#### [Dataset excerpts]
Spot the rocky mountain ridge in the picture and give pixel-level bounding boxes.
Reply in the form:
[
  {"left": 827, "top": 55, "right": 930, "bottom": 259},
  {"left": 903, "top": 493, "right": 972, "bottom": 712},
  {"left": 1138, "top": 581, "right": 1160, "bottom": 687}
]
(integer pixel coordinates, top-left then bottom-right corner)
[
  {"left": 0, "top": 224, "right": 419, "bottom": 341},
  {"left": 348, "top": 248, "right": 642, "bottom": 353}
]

* * *

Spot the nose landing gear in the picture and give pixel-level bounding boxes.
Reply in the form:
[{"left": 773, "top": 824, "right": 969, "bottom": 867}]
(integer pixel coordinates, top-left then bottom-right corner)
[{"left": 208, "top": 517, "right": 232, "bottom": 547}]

#### [Written instruction]
Report each line of the records that contains the string "bottom", treating uppercase and lowercase as different.

#### [Answer to this exercise]
  {"left": 827, "top": 55, "right": 930, "bottom": 259},
  {"left": 903, "top": 493, "right": 972, "bottom": 712},
  {"left": 1138, "top": 581, "right": 1160, "bottom": 687}
(integer pixel coordinates, top-left then bottom-right corner)
  {"left": 0, "top": 224, "right": 419, "bottom": 341},
  {"left": 348, "top": 248, "right": 642, "bottom": 353}
[{"left": 773, "top": 824, "right": 969, "bottom": 867}]
(integer pixel coordinates, top-left then bottom-right corner)
[{"left": 208, "top": 517, "right": 232, "bottom": 547}]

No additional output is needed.